Work instructions
Pull out every line in the listing that contains the word "green". Case matters.

Provided entries
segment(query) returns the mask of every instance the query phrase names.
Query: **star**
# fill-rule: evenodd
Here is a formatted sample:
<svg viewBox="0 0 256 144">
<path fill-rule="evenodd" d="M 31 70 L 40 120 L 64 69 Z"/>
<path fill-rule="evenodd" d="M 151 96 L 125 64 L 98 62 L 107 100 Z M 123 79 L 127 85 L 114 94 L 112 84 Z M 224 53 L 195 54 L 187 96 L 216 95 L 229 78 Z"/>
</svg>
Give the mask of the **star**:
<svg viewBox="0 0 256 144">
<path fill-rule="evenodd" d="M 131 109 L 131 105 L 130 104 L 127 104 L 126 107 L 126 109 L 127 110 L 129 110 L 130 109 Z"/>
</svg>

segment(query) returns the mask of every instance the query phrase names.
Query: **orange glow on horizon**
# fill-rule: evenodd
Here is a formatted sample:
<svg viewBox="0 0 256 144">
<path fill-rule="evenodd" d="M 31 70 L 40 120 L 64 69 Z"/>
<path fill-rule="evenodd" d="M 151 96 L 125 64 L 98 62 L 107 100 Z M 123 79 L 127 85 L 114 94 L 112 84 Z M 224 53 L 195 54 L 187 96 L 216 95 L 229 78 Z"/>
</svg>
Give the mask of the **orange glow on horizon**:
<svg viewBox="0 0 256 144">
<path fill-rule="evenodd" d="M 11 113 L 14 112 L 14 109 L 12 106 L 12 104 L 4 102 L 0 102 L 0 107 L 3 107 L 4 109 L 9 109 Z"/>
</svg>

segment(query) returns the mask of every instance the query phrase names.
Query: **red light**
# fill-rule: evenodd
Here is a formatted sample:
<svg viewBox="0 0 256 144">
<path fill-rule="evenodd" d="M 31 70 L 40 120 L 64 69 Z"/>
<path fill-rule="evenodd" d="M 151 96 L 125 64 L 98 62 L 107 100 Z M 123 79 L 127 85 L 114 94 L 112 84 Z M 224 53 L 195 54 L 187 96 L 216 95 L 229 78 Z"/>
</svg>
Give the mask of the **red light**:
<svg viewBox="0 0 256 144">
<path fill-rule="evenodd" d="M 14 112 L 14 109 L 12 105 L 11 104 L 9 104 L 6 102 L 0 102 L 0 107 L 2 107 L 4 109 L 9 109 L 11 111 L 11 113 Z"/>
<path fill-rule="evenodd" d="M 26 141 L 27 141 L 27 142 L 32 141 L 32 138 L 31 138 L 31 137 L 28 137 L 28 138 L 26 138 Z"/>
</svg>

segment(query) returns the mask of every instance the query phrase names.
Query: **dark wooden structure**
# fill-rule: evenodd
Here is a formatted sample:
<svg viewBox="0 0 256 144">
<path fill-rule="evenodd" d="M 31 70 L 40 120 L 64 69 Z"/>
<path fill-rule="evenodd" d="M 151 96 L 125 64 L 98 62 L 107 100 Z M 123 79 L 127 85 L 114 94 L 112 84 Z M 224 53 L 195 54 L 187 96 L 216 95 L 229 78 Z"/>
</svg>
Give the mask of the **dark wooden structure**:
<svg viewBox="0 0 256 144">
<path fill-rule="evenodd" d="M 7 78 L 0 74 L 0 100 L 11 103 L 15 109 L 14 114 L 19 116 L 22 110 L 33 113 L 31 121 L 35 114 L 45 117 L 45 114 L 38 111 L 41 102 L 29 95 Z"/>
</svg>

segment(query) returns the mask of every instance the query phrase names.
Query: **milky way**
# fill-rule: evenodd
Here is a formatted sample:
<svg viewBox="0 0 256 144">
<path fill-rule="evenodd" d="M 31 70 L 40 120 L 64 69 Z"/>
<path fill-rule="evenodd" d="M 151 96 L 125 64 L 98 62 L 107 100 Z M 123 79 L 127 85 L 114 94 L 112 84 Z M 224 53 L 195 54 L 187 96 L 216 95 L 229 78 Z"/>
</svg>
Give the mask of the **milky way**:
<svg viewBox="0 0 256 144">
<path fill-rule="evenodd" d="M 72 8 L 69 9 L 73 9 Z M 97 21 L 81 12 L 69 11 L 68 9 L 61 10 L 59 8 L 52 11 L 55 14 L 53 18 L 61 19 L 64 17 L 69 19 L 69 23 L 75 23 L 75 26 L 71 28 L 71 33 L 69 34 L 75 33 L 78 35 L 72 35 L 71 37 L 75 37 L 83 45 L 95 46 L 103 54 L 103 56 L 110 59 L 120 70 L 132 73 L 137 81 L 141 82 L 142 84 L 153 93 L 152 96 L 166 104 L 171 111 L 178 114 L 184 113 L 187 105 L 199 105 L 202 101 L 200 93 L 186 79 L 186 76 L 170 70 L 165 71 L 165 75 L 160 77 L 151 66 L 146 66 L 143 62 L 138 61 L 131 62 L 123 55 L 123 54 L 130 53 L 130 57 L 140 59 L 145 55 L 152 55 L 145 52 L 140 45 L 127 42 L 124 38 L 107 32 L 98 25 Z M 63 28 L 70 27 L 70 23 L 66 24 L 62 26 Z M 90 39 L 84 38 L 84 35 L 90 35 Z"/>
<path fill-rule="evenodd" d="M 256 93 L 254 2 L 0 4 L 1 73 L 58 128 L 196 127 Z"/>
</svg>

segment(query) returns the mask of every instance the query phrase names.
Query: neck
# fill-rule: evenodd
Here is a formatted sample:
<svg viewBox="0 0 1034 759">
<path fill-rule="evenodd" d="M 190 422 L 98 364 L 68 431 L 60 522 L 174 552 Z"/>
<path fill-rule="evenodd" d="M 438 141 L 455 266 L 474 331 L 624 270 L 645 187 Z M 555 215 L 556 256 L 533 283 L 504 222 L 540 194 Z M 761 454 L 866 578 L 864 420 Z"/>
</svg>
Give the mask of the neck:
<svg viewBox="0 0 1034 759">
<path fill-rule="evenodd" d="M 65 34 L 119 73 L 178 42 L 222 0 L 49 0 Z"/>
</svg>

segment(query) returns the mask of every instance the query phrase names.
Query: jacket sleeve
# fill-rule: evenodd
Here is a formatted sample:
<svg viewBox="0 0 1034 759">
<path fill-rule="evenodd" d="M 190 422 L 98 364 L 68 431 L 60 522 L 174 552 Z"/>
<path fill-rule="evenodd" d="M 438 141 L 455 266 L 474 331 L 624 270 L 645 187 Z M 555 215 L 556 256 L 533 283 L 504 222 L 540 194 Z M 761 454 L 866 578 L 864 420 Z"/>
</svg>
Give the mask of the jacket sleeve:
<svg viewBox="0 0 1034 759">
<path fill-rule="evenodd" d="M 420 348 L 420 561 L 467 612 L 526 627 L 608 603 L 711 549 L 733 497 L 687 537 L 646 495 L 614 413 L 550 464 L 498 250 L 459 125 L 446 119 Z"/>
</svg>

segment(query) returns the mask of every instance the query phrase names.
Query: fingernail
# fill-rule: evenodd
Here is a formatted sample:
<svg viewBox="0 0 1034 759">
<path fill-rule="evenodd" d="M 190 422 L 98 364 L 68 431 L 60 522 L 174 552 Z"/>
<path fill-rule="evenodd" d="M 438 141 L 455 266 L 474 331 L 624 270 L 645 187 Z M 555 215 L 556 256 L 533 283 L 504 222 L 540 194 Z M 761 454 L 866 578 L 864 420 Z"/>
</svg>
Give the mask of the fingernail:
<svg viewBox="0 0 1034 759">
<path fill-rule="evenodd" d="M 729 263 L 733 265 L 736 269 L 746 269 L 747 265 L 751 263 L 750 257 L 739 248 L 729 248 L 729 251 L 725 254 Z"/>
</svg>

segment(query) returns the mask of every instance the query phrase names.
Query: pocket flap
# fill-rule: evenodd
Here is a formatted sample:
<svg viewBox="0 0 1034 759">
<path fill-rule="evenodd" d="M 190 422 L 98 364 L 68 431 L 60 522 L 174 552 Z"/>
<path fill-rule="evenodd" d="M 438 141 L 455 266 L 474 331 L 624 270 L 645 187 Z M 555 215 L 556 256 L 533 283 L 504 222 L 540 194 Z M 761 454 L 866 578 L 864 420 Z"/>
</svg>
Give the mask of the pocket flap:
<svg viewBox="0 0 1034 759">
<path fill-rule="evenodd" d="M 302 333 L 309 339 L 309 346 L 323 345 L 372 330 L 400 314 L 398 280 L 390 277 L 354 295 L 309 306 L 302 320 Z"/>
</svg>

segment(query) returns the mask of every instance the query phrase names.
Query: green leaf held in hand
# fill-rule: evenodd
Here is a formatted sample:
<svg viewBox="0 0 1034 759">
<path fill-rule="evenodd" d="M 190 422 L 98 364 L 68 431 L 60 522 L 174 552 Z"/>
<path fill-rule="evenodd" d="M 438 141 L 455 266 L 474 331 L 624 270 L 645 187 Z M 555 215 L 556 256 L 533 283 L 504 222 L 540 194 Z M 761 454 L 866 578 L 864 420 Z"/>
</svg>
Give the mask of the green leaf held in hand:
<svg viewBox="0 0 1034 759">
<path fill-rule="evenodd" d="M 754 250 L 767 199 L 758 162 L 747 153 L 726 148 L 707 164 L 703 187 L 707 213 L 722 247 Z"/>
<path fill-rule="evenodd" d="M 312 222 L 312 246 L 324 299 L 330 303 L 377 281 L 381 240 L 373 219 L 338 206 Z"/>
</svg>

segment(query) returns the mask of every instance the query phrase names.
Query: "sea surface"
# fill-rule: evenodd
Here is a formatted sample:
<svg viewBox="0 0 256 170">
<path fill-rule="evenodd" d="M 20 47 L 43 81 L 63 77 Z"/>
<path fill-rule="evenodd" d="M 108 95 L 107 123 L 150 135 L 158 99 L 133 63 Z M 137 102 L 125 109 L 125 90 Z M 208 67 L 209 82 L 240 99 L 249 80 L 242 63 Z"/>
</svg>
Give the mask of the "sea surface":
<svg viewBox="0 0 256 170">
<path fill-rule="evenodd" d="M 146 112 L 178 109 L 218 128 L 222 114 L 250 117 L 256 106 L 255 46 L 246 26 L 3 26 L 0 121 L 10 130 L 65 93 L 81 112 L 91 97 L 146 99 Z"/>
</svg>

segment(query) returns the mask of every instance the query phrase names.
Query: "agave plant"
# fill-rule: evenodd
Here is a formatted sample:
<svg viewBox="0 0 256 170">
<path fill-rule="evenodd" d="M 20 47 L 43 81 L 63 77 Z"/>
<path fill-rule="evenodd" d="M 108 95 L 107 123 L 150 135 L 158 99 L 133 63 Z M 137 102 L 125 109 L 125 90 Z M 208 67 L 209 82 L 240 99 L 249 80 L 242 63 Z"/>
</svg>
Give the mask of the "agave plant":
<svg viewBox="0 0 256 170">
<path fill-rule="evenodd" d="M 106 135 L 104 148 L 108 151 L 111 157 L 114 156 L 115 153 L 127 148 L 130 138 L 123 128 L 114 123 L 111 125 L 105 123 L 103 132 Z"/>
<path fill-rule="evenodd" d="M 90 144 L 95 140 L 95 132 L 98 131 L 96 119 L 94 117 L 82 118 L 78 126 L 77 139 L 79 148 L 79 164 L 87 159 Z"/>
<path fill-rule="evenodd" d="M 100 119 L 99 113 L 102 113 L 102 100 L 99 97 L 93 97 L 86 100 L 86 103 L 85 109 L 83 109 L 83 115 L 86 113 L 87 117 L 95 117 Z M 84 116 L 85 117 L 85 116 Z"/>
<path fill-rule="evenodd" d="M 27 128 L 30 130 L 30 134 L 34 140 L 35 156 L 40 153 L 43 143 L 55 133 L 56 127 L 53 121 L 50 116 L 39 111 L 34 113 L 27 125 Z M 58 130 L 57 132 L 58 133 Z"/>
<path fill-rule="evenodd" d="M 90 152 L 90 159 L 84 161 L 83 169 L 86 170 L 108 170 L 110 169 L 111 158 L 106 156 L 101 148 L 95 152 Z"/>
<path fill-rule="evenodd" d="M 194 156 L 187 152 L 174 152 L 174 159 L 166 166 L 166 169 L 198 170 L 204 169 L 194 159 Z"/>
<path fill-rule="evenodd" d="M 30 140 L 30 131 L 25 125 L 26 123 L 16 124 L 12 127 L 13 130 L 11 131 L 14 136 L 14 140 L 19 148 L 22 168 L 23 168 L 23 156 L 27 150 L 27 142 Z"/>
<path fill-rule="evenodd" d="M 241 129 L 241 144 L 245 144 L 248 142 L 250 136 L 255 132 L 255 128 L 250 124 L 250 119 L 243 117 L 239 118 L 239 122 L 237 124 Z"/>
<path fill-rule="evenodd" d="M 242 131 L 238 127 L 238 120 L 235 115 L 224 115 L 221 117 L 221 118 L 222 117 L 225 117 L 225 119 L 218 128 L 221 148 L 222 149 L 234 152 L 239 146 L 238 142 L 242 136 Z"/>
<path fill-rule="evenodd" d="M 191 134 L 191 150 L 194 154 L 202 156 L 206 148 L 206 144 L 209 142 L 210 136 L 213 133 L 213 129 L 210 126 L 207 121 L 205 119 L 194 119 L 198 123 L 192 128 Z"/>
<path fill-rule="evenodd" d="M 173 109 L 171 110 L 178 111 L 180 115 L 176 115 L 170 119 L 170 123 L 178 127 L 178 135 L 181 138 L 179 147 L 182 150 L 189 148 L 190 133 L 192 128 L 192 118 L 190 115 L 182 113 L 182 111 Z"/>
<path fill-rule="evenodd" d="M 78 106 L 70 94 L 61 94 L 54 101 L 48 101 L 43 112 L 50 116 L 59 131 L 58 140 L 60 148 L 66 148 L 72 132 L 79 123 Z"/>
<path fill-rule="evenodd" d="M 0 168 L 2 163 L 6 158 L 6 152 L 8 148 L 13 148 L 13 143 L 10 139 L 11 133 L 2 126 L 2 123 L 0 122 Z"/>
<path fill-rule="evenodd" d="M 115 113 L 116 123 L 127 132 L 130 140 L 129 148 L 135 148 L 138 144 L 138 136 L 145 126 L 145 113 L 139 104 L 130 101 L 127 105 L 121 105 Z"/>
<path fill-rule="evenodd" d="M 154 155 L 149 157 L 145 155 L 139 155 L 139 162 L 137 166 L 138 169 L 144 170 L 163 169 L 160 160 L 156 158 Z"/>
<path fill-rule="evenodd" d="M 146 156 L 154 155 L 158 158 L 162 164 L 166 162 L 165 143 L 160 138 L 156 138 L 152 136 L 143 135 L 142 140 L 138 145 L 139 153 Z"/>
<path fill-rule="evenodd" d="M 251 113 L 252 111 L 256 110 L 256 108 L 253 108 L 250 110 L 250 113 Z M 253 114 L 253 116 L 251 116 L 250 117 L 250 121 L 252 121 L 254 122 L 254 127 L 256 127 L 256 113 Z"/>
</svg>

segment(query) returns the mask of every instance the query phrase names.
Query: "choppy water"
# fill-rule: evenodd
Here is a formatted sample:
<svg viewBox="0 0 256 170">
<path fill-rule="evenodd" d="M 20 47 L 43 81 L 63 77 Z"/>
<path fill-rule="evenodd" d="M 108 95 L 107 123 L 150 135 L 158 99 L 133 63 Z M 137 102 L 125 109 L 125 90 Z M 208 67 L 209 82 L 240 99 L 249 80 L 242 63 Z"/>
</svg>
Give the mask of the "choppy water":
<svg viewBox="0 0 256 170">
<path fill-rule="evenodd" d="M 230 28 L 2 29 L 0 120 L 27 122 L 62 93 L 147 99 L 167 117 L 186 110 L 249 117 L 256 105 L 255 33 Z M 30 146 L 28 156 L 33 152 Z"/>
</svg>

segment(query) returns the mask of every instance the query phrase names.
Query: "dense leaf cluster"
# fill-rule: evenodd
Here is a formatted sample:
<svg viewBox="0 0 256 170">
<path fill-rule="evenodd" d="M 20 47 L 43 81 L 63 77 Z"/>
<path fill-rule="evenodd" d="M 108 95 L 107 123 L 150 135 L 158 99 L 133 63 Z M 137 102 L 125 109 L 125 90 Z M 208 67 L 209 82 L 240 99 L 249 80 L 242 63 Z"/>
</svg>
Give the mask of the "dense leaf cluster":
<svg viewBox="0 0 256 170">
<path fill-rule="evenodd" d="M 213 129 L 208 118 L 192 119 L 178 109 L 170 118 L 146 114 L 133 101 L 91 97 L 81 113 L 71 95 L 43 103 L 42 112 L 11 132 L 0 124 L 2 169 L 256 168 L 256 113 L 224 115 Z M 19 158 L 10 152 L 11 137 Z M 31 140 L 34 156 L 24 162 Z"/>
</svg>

Answer for the task
Query: green leaf held in hand
Give the mask of the green leaf held in hand:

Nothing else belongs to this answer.